TASK STATEMENT — Pick out and copy every line of the listing below that contains the string "positive". Matching is case-sensitive.

[Stored dataset items]
════════
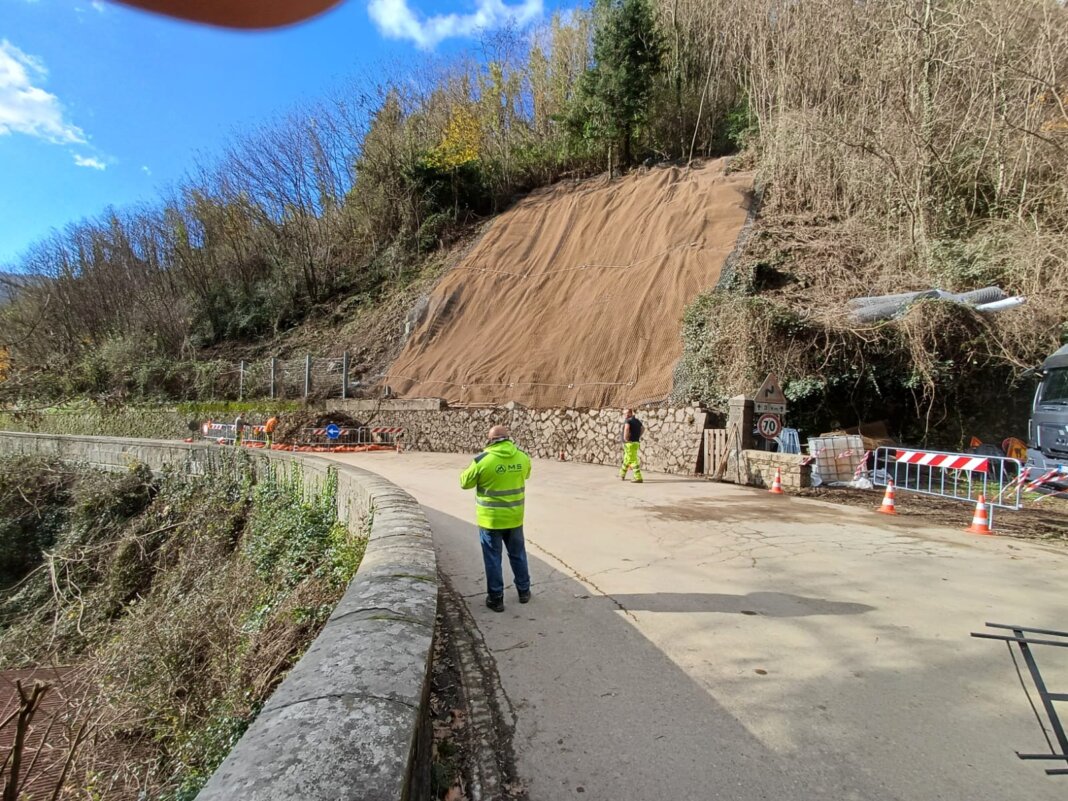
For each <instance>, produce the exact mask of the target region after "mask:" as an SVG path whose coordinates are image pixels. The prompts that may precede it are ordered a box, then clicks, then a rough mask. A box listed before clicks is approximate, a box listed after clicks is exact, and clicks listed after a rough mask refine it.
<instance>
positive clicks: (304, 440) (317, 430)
mask: <svg viewBox="0 0 1068 801" xmlns="http://www.w3.org/2000/svg"><path fill="white" fill-rule="evenodd" d="M404 433H405V429H404V428H403V427H399V426H361V427H359V428H348V427H345V428H342V427H340V426H334V427H331V426H321V427H318V428H301V430H300V435H299V437H298V444H301V445H321V446H335V447H337V446H346V445H397V444H399V440H400V439H402V438H403V437H404Z"/></svg>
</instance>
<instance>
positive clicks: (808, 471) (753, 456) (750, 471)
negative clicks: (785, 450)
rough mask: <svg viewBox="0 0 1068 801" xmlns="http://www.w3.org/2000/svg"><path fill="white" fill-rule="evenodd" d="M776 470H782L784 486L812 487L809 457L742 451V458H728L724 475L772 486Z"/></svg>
mask: <svg viewBox="0 0 1068 801" xmlns="http://www.w3.org/2000/svg"><path fill="white" fill-rule="evenodd" d="M776 469H779V470H780V471H781V474H782V477H783V488H784V489H803V488H805V487H811V486H812V465H811V464H808V460H807V457H805V456H801V455H799V454H788V453H770V452H768V451H742V452H741V453H740V458H738V457H736V456H735V454H731V455H729V456H728V457H727V469H726V475H725V478H726V480H727V481H733V482H735V483H736V484H749V485H751V486H754V487H770V486H771V483H772V482H773V481H774V480H775V470H776Z"/></svg>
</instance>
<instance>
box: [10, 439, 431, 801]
mask: <svg viewBox="0 0 1068 801" xmlns="http://www.w3.org/2000/svg"><path fill="white" fill-rule="evenodd" d="M0 453H9V454H38V455H47V456H52V457H57V458H61V459H64V460H69V461H75V462H79V464H85V465H91V466H94V467H97V468H103V469H111V470H116V469H125V468H126V467H128V466H129V465H130V464H132V462H136V461H140V462H143V464H145V465H147V466H148V467H150V468H152V469H153V470H156V471H159V470H163V469H164V468H170V469H175V468H180V469H183V470H184V471H185V472H188V473H191V474H194V475H207V474H209V473H211V472H213V471H215V470H219V469H225V467H226V465H227V464H229V459H230V458H233V457H234V456H237V457H238V458H248V459H249V460H250V462H251V465H252V466H253V468H254V469H256V470H265V469H268V468H271V469H286V468H299V469H300V470H301V471H302V474H303V478H304V486H305V487H309V488H311V487H312V486H314V485H317V484H320V483H321V482H323V481H325V480H326V478H327V476H328V474H329V471H330V470H336V474H337V506H339V509H337V512H339V516H340V517H341V519H342V520H345V521H347V522H348V523H349V524H350V525H352V527H358V525H362V523H363V521H364V520H366V518H367V516H368V515H371V516H373V518H372V520H373V522H372V525H371V534H370V540H368V543H367V549H366V553H365V554H364V557H363V561H362V562H361V564H360V569H359V570H358V571H357V574H356V577H355V578H354V579H352V581H351V583H350V584H349V586H348V588H347V590H346V591H345V594H344V596H343V597H342V599H341V601H340V602H339V603H337V607H336V608H335V609H334V611H333V613H332V614H331V615H330V618H329V619H328V621H327V624H326V626H324V628H323V631H321V632H320V633H319V635H318V637H317V638H316V639H315V641H314V642H313V643H312V645H311V647H310V648H309V649H308V651H307V653H305V654H304V656H303V657H302V658H301V659H300V661H299V662H297V664H296V665H295V666H294V668H293V670H292V671H290V672H289V674H288V675H287V676H286V677H285V679H284V680H283V681H282V684H281V685H280V686H279V687H278V689H277V690H276V691H274V693H273V694H272V695H271V696H270V698H269V700H268V702H267V704H266V705H265V707H264V708H263V710H262V711H261V712H260V714H258V716H257V717H256V719H255V720H254V721H253V722H252V725H251V726H249V729H248V732H246V733H245V736H244V737H241V739H240V741H238V743H237V744H236V745H235V747H234V749H233V750H232V751H231V753H230V755H229V756H227V757H226V759H225V760H224V761H223V764H222V765H221V766H220V768H219V769H218V770H217V771H216V773H215V774H214V775H213V776H211V779H210V780H209V781H208V783H207V785H206V786H205V787H204V789H203V790H201V792H200V795H199V796H198V799H199V801H276V800H278V801H281V800H282V799H301V801H335V799H342V798H344V799H348V800H350V801H408V800H409V799H411V800H413V801H414V800H415V799H425V798H429V797H430V788H429V754H430V735H429V731H428V718H427V714H426V703H427V697H428V692H429V681H428V676H429V661H430V657H431V653H433V640H434V622H435V615H436V613H437V600H438V579H437V561H436V557H435V552H434V541H433V537H431V534H430V527H429V523H427V521H426V517H425V515H424V514H423V512H422V509H421V508H420V506H419V504H418V503H417V502H415V500H414V499H413V498H412V497H411V496H410V494H408V493H407V492H405V491H404V490H402V489H400V488H399V487H397V486H395V485H393V484H391V483H390V482H388V481H386V480H384V478H382V477H380V476H378V475H376V474H374V473H372V472H370V471H366V470H361V469H359V468H355V467H349V466H346V465H339V464H337V462H331V461H328V460H327V459H323V458H319V457H316V456H310V455H305V454H289V453H282V452H263V451H251V452H249V451H241V452H239V453H237V454H235V453H234V452H233V451H232V450H227V449H221V447H218V446H216V445H209V444H203V443H202V444H186V443H182V442H167V441H159V440H136V439H113V438H109V437H72V436H49V435H37V434H15V433H10V431H0Z"/></svg>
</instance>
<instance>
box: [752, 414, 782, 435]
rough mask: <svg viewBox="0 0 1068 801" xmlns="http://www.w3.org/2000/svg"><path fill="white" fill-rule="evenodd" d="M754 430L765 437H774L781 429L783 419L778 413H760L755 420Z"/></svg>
mask: <svg viewBox="0 0 1068 801" xmlns="http://www.w3.org/2000/svg"><path fill="white" fill-rule="evenodd" d="M756 430H757V431H758V433H759V435H760V436H761V437H764V438H765V439H774V438H775V437H778V436H779V433H780V431H781V430H783V421H782V420H780V419H779V415H778V414H761V415H760V419H759V420H757V421H756Z"/></svg>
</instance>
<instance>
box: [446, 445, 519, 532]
mask: <svg viewBox="0 0 1068 801" xmlns="http://www.w3.org/2000/svg"><path fill="white" fill-rule="evenodd" d="M530 475H531V457H530V456H528V455H527V454H524V453H523V452H522V451H520V450H519V449H518V447H516V444H515V443H514V442H513V441H512V440H502V441H501V442H494V443H492V444H491V445H488V446H487V447H486V450H485V451H483V452H482V453H481V454H478V455H477V456H475V457H474V459H472V461H471V465H470V466H469V467H468V469H467V470H465V471H464V472H462V473H461V474H460V488H461V489H472V488H473V489H474V494H475V504H476V505H475V509H476V513H477V514H476V520H477V522H478V528H480V529H516V528H518V527H520V525H522V524H523V505H524V502H525V497H527V490H525V486H527V480H528V478H529V477H530Z"/></svg>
════════
PROBLEM SOLUTION —
positive clicks: (304, 440) (317, 430)
positive clicks: (808, 471) (753, 456) (750, 471)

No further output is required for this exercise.